::: Selected text

The survey found also that:

• The average, one-way drive time for a road trip is nine hours. Travelers typically stay at their destination for five days, making the average road trip a one-week excursion.

• Nearly all travelers (95 percent) said their trips typically involve two to three family members driving in one vehicle.

• Compared to members of Generation X, baby boomers are more likely to do some routine maintenance on their vehicles before traveling and are more likely to travel by car, as opposed to SUV.

• Asked about required road trip technology other than a cellphone, 62 percent cited cell coverage, 40 percent said they need an iPad or tablet and 39 percent noted the need for a digital camera.

Exercise after menopause

Light physical activity improves the body composition of postmenopausal women more than it does for premenopausal women, according to a study presented last month at the annual meeting of the North American Menopause Society.

University of Massachusetts Amherst researchers compared the amount of time spent on physical activities such as casual walking and gardening among both premenopausal and postmenopausal women and found that the benefits of exercise were not the same for the two groups.

“Across the board, for each measure of body composition, we found that light physical exercise had a greater impact in postmenopausal compared with premenopausal women,” said Lisa Troy, lead study author. “We additionally found that sedentary behavior was more strongly associated with waist circumference in postmenopausal women. This is an important public health message because as women go through menopause, physiological changes may decrease a woman’s motivation to exercise. What we’ve found in our study suggests that doing even a little bit of exercise may make a big difference in body composition.”

Better brain health

Sticking to a Mediterranean or Mediterranean-like diet might conserve brain cells that otherwise might be lost to aging, according to an article in Neurology, the medical journal of the American Academy of Neurology.

A study conducted at Columbia University in New York demonstrated that those who followed a Mediterranean-like diet that involved eating more fish and plant-based foods and fewer meats and dairy foods had larger brain volume than those who did not follow the diet. The difference was significant, essentially amounting to five years of aging.

::::::

Exercise: In the news excerpt, how long is the average one-way drive time for a road trip?

::: Information shown

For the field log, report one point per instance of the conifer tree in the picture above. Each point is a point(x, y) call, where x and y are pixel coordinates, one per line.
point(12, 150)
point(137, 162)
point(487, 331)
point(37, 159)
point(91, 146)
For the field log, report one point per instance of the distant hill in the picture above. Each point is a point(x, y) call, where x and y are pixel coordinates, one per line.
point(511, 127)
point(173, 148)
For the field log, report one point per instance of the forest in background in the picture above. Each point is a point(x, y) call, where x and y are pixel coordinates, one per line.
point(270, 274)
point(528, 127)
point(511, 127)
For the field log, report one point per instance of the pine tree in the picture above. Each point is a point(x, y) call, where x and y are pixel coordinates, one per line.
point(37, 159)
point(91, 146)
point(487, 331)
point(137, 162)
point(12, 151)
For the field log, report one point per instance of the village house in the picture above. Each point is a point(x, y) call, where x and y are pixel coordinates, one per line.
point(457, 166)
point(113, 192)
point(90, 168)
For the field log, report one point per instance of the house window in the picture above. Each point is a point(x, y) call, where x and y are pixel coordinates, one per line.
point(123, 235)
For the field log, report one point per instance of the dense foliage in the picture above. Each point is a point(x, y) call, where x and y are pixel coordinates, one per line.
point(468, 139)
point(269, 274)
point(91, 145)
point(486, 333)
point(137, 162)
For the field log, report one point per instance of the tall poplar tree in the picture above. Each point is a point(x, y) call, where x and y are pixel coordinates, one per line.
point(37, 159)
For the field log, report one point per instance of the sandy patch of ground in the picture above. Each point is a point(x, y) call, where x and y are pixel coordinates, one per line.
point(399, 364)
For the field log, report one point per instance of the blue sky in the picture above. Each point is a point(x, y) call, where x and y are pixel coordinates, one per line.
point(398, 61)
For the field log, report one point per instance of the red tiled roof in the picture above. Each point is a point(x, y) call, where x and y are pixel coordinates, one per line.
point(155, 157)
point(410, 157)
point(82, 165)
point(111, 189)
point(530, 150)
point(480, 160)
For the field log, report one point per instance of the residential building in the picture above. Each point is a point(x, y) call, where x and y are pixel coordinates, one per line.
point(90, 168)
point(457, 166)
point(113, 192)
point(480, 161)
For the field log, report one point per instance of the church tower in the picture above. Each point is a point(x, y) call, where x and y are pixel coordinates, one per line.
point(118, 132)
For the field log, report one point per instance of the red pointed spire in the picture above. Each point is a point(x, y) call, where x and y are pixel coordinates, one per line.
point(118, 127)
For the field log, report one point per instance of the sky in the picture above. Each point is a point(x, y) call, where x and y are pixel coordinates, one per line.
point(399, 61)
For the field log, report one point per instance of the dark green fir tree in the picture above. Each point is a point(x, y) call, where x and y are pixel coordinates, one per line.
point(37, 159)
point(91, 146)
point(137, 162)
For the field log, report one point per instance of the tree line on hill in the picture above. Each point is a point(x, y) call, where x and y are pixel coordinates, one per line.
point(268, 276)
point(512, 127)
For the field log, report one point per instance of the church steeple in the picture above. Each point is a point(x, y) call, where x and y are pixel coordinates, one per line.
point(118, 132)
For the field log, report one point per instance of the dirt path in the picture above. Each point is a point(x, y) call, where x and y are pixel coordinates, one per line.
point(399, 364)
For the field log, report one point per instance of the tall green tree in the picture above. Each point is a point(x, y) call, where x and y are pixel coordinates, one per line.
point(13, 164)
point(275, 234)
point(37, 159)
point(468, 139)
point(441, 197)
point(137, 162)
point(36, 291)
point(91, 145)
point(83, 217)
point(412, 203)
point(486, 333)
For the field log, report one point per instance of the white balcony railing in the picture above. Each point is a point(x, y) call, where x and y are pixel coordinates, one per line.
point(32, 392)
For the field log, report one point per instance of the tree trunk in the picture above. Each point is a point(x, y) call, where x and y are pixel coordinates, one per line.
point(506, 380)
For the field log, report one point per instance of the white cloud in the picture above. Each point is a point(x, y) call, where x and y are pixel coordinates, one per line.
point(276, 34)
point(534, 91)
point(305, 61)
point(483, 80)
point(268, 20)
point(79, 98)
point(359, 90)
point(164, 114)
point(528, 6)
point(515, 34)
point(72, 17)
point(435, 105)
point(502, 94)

::::::

Task answer: Nine hours.